■ Exercise objective ■
In the commentary on the Texas license plate case:
1. Which Justice voted with the liberals?
2. What did the Sons of Confederate Veterans want their specialty plate's design to show?
3. Which federal appeals court sided with the Confederate Sons?

■ Extracted text ■
*****
Of course, I would have correctly predicted the ruling.
Not really.
Seems that I was giving the Justices more credit for neutral decisionmaking than they deserve--and I don't think they deserve much to begin with.
Bottom line: the 4 liberal Justices voted against the Confederate flag; 4 of the 5 conservatives voted for it; Justice Thomas (the Court's sole African-American) voted with the liberals on this one.
Let's get to the case itself and the specific legal ruling:
Texas allows specialty (so-called "vanity") license plates as selected and even designed by motorists.
The Sons of Confederate Veterans (Confederate Sons), an organization honoring soldiers who fought for the South, wanted a specialty license plate with a design depicting the Confederate flag and identifying the organization.
Texas, through a board of its motor vehicles department, rejected the request.
The basis for the rejection was the board's standard that "it might be offensive to any member of the public."
The Confederate Sons claimed that the rejection was a violation of free speech.
The federal appeals court (i.e., the 5th Circuit) agreed with the Confederate Sons.
*****
■ Excerpted data ■
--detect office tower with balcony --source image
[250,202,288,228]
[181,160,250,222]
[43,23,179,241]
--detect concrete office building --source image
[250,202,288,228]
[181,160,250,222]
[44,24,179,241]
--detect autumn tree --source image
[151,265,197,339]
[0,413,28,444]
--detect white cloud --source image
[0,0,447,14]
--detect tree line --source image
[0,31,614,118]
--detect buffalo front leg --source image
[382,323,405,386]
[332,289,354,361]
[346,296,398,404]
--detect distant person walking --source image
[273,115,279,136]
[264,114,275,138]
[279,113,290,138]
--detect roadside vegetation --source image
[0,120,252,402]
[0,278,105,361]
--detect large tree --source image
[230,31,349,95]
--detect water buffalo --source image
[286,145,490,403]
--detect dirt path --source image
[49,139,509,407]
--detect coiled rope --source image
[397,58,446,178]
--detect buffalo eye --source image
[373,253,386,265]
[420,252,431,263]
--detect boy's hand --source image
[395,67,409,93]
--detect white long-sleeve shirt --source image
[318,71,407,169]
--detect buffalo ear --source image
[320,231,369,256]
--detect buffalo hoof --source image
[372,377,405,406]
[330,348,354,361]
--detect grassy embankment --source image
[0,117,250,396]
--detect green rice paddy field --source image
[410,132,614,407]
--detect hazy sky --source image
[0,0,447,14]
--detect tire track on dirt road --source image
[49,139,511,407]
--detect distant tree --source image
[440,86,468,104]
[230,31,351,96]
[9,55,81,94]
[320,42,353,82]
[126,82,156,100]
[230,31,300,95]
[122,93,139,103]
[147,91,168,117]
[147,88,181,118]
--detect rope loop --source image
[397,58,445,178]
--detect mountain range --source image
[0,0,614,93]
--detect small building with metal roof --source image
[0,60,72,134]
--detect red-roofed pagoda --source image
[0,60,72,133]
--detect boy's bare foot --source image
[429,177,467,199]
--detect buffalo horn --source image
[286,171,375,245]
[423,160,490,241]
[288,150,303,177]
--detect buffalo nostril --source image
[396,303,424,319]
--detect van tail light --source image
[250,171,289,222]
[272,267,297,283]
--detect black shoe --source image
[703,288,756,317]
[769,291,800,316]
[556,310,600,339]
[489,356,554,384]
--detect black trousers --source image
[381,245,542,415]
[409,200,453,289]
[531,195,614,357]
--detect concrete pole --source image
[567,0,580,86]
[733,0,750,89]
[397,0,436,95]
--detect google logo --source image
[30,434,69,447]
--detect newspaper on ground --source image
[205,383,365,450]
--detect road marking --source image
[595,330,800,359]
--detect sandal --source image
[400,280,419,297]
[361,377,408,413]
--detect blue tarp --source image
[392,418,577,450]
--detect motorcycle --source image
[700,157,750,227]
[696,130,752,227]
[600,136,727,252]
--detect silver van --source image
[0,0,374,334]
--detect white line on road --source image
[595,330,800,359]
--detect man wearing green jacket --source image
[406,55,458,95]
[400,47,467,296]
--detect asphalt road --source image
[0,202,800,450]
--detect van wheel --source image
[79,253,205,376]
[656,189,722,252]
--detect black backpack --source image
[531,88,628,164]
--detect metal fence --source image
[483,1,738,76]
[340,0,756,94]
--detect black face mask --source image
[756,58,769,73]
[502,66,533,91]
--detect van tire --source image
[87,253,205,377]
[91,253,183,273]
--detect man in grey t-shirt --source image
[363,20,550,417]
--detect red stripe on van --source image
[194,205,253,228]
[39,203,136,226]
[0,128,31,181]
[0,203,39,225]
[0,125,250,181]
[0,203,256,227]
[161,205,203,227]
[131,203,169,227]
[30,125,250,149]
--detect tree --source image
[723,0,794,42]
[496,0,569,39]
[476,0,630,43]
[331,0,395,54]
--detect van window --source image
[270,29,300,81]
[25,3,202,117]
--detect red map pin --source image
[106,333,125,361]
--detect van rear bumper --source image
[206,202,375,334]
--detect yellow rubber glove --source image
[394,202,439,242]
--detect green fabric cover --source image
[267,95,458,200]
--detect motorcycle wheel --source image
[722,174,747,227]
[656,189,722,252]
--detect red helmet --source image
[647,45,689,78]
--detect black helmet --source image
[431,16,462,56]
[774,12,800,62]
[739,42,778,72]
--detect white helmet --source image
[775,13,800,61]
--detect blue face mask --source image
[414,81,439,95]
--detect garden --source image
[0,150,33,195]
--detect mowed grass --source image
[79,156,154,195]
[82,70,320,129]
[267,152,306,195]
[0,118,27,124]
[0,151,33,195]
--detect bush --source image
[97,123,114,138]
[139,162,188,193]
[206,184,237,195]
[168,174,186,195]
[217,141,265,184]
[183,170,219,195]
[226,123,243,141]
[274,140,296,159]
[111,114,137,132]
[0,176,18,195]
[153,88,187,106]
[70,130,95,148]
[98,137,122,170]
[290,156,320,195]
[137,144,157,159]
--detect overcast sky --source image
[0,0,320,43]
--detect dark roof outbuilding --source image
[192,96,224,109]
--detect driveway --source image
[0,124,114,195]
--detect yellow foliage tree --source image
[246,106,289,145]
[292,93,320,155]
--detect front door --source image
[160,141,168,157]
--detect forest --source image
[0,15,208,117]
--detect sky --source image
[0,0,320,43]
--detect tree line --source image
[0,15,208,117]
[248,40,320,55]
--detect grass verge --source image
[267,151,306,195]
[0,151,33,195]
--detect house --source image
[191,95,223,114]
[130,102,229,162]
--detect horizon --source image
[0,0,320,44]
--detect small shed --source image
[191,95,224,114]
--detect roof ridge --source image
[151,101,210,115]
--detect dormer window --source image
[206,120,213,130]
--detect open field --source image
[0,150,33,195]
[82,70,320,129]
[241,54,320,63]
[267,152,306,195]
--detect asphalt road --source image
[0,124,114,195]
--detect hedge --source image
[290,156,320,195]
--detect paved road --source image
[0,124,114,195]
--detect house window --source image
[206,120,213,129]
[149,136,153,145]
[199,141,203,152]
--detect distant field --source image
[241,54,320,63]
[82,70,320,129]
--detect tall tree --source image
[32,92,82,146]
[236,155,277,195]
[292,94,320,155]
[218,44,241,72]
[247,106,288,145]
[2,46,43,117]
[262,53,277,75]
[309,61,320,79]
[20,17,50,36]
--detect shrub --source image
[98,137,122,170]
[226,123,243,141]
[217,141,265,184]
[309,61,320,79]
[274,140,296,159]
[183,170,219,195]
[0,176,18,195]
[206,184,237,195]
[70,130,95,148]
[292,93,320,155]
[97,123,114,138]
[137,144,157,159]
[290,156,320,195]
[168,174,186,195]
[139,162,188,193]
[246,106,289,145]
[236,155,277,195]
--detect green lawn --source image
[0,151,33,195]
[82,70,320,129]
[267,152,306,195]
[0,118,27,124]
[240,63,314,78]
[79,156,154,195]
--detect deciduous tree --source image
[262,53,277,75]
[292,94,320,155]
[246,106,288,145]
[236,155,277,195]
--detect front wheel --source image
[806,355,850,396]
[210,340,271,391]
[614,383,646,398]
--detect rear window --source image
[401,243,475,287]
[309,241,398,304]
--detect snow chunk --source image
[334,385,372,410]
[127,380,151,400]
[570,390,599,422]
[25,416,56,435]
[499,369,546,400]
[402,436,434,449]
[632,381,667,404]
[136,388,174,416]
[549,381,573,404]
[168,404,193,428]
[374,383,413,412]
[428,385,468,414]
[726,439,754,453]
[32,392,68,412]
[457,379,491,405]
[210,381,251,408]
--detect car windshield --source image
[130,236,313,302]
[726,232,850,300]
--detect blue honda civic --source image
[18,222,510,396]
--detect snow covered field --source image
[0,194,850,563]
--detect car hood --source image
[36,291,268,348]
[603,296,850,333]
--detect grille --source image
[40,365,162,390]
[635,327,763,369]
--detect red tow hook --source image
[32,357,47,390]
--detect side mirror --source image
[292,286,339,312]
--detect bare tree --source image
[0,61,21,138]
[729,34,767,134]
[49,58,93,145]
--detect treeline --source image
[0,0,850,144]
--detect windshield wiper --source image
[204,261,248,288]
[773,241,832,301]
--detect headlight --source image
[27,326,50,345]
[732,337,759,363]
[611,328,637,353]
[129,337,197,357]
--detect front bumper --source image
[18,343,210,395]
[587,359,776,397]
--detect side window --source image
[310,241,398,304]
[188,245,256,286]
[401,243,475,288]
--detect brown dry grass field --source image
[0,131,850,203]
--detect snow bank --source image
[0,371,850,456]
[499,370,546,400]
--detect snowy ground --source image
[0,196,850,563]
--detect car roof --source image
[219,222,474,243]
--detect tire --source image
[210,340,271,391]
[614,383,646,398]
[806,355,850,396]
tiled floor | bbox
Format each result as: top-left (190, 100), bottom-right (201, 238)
*****
■ Result for this task ■
1. Justice Thomas.
2. The Confederate flag and the organization's identification.
3. The 5th Circuit.